_Brief:_ Only the lines holding the word "path" are wanted; copy each of them from the listing.
··········
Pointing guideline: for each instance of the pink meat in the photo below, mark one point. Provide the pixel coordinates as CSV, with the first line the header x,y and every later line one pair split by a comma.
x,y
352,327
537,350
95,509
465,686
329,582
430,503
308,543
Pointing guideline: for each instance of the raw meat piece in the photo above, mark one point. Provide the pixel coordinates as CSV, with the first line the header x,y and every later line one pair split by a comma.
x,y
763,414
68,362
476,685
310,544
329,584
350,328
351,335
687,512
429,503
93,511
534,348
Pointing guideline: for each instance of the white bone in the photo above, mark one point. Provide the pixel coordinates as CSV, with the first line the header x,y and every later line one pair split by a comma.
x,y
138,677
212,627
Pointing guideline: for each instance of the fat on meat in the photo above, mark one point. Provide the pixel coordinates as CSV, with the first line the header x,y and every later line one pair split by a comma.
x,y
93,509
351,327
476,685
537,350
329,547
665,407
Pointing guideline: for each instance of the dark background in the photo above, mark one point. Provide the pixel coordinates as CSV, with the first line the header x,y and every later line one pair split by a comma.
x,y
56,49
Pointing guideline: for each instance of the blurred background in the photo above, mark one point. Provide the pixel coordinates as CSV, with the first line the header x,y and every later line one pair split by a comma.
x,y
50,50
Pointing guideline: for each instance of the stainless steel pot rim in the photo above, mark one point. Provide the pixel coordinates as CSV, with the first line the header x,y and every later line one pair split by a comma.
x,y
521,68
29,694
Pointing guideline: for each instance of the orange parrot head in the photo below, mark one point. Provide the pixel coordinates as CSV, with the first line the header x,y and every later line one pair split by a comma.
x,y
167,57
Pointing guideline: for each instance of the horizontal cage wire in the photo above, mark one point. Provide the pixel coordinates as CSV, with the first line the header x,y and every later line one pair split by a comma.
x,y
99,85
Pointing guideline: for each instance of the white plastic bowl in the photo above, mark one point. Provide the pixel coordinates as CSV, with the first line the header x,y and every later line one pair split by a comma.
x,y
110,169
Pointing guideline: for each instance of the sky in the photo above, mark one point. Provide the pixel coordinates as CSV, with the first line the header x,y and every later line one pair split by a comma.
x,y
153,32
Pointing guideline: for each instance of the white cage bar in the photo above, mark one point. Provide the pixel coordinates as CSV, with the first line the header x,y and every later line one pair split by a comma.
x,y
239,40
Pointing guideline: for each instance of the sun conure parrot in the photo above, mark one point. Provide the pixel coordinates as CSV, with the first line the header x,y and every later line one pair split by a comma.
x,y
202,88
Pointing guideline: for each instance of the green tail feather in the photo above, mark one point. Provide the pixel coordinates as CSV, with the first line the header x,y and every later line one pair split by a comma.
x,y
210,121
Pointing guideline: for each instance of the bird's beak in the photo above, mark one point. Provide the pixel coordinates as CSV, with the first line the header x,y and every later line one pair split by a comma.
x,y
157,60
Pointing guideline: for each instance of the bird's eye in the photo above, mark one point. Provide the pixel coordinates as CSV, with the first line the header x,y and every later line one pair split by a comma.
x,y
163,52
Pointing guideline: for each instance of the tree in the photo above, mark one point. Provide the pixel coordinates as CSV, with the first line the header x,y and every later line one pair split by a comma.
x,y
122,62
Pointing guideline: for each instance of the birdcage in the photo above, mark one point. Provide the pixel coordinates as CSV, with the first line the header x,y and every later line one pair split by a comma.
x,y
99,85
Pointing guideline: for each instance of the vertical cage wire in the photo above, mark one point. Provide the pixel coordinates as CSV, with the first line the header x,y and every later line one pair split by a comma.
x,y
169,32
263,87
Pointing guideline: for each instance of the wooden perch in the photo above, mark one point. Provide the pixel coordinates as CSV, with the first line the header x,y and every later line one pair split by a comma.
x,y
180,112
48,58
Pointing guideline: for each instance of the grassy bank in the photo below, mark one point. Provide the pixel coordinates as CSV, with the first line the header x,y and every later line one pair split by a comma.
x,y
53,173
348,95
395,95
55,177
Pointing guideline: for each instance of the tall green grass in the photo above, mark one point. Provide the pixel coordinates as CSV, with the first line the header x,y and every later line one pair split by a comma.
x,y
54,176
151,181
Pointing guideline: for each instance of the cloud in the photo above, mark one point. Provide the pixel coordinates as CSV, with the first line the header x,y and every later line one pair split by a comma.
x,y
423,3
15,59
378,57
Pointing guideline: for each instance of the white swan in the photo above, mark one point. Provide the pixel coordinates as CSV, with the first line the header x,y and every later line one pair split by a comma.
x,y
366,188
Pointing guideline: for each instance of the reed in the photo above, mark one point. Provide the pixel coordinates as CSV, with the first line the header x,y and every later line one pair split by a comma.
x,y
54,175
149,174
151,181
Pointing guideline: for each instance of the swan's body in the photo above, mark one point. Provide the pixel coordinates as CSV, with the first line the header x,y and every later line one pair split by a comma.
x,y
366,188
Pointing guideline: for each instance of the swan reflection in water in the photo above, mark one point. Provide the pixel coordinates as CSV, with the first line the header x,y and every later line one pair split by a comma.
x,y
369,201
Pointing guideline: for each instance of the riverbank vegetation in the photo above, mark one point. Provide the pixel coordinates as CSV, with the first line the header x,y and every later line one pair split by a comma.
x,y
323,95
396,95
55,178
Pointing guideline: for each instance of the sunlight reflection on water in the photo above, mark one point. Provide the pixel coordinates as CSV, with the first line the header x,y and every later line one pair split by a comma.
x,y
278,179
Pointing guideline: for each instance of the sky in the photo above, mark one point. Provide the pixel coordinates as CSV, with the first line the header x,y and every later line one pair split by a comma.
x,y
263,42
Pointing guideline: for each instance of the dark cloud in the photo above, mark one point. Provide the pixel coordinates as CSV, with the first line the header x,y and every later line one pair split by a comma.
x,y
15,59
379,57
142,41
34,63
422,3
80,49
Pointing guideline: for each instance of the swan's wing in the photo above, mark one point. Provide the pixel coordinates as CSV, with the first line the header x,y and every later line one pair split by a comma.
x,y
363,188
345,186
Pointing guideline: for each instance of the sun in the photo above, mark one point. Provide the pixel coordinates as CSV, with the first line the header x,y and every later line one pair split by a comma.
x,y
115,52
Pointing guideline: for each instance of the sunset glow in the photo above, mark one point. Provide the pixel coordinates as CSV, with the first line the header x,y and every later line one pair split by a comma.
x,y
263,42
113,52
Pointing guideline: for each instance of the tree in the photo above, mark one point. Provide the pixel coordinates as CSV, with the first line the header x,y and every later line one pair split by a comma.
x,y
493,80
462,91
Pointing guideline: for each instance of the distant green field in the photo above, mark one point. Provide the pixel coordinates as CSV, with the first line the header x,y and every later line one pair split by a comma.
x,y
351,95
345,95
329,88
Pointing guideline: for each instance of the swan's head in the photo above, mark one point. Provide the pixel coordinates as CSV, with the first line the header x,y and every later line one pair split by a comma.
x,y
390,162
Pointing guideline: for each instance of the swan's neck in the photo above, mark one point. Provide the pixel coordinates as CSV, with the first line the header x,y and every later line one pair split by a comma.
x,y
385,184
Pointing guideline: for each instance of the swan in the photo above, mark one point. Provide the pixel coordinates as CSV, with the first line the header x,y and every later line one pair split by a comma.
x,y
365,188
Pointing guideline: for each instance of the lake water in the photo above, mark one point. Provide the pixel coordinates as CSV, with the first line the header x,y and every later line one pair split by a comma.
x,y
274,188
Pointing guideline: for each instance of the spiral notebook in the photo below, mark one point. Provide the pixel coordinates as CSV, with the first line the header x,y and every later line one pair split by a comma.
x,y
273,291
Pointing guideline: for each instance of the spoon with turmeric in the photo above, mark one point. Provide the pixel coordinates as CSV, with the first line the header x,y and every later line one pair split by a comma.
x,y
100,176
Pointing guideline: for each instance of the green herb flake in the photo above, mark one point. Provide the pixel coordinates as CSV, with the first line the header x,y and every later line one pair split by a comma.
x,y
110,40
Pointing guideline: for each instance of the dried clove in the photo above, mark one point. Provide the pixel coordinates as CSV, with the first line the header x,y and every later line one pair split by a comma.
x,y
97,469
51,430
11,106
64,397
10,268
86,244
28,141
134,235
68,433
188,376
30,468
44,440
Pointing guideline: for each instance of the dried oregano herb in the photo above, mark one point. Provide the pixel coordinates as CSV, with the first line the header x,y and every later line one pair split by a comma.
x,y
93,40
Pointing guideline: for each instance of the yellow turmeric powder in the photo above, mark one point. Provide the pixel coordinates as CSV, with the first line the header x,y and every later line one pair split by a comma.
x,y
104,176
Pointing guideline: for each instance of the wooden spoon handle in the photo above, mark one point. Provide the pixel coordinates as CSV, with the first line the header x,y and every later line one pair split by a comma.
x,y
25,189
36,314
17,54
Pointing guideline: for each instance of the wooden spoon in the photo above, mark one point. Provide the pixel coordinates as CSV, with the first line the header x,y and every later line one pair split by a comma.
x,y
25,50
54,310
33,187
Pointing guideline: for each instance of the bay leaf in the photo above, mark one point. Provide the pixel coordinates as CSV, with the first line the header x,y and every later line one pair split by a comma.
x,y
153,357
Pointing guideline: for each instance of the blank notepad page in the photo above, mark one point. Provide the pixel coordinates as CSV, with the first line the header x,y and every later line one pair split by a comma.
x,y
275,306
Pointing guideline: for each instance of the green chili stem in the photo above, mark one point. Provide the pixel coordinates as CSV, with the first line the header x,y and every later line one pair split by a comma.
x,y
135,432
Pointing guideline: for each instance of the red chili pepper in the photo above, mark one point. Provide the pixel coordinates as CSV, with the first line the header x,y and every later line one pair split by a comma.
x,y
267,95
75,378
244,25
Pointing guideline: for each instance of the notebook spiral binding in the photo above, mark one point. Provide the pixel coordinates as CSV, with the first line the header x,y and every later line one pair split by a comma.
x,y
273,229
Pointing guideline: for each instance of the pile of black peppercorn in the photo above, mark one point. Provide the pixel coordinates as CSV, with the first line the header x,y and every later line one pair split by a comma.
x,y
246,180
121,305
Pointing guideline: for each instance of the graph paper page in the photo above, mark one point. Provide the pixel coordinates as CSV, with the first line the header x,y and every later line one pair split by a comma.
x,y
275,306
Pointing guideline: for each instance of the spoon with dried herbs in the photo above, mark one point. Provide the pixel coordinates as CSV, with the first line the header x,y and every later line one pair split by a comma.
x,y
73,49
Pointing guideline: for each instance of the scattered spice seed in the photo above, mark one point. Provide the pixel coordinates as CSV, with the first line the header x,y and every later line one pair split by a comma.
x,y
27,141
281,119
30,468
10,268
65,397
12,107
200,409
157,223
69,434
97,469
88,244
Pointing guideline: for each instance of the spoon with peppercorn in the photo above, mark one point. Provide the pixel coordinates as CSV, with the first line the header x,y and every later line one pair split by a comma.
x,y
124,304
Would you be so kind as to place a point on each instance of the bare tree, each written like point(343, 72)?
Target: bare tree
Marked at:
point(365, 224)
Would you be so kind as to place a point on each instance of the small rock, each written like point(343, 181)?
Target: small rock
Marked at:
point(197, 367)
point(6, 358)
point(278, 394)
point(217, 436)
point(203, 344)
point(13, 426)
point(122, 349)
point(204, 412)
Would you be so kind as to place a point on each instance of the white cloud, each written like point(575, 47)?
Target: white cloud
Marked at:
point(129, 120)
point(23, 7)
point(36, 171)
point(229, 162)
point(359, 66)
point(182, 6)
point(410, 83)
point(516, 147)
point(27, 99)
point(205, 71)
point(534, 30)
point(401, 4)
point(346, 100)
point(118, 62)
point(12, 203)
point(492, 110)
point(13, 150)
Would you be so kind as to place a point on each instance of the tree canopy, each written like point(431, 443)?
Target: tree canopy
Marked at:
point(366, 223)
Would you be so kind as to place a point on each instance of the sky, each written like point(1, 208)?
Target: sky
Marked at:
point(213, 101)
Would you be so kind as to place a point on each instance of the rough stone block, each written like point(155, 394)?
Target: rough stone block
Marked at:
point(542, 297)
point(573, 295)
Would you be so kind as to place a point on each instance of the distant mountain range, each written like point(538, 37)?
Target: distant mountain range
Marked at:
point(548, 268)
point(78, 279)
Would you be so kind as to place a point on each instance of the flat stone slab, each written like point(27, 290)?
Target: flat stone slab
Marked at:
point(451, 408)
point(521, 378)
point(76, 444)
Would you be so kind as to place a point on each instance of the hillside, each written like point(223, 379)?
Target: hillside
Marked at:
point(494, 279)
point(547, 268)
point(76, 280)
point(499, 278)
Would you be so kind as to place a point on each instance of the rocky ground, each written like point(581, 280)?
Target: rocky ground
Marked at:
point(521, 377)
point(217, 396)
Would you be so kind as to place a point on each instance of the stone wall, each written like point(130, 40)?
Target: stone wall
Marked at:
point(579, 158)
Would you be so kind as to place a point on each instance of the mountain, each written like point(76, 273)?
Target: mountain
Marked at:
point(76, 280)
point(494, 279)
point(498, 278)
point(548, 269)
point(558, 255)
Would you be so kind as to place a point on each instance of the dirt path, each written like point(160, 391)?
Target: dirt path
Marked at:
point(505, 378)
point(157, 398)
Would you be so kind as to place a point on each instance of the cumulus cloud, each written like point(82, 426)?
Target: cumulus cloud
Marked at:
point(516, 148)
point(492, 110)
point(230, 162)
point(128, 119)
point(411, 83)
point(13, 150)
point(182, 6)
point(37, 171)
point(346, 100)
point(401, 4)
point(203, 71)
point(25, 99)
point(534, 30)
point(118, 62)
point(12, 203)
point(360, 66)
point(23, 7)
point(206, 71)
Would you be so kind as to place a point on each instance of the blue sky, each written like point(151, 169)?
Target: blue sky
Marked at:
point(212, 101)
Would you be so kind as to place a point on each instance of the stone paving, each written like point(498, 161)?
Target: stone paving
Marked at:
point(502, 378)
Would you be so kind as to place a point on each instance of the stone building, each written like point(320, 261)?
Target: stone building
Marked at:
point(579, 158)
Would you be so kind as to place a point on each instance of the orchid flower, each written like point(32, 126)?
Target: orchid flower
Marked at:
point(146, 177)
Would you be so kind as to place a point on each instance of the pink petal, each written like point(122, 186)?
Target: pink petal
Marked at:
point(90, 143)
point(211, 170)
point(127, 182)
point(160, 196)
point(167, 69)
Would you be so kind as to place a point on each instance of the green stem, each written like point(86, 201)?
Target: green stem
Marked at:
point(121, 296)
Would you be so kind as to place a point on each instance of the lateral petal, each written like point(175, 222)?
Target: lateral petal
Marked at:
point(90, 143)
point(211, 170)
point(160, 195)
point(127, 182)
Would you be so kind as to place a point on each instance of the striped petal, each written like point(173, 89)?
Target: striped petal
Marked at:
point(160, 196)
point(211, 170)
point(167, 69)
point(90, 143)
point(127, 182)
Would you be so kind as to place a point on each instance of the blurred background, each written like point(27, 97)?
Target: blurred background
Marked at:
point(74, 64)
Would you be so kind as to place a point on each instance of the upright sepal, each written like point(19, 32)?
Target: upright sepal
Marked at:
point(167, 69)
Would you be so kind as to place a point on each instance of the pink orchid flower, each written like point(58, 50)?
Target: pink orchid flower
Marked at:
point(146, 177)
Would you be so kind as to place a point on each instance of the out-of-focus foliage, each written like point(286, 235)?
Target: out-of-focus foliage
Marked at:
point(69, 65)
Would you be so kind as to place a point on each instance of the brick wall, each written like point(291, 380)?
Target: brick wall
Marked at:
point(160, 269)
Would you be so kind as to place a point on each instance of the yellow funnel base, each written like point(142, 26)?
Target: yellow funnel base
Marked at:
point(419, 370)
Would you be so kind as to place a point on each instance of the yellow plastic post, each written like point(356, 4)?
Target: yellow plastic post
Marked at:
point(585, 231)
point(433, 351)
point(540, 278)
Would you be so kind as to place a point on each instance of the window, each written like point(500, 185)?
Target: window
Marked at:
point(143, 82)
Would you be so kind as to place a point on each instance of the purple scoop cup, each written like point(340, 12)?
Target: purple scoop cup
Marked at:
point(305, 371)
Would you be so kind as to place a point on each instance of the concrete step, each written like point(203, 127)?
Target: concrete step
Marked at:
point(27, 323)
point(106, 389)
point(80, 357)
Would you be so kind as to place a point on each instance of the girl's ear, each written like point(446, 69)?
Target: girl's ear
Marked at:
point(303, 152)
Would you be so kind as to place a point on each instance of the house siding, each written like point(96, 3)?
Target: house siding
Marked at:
··········
_Task solution:_
Would you be so kind as to place a point on each instance of the dirt path, each written like point(160, 391)?
Target: dirt path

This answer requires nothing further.